_WHAT TO PRODUCE_
From the first line of the records through the line containing "[ ] one point per instance of the sky", retype every line exactly and nothing else.

_DATA EXTRACT_
*** Begin section ***
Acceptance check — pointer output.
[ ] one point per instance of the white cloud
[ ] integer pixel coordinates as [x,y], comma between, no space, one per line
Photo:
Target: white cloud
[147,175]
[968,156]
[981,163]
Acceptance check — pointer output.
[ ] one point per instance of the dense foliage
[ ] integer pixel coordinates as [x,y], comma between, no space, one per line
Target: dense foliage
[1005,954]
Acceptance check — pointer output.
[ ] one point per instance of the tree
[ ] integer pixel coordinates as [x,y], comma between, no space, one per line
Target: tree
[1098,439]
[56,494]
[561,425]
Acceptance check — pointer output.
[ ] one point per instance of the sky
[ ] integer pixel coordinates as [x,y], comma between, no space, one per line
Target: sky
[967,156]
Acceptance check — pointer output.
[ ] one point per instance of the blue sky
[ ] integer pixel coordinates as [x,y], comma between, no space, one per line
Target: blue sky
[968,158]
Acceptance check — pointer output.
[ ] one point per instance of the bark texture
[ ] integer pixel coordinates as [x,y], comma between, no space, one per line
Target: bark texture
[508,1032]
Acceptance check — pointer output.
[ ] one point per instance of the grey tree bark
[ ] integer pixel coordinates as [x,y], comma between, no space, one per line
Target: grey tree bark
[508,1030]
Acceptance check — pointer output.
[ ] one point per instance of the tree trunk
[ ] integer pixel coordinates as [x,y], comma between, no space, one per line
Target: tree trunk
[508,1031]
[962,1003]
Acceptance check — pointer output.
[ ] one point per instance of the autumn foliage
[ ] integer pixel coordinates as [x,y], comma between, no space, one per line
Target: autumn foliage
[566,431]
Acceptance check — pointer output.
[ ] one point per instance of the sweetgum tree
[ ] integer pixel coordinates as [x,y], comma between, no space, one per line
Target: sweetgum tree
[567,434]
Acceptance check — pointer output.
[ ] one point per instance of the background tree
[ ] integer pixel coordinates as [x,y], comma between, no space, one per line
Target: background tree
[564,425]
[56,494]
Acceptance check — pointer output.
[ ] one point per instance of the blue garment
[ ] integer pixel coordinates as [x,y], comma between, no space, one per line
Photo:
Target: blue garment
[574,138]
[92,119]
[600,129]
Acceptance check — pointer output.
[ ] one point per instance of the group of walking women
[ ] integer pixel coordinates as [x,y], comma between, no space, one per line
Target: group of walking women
*** End section ***
_ANSWER TO THE EXERCISE_
Acceptance check — pointer output.
[ ] one point per instance of the white cloud
[ ] integer pixel coordinates as [x,y], comma between, no space, one per line
Photo:
Target: white cloud
[147,175]
[968,156]
[981,163]
Acceptance check — pointer output.
[ ] one point per instance of the dense foliage
[ ] integer pixel coordinates as [x,y], comma between, no space, one per line
Target: dense foliage
[1005,954]
Acceptance check — pointer output.
[ ] one point per instance of the tree
[ ] integer pixel coordinates as [x,y], comma between, no space, one per line
Target: tree
[1098,439]
[56,494]
[561,425]
Acceptance check — pointer output.
[ ] one point per instance of the sky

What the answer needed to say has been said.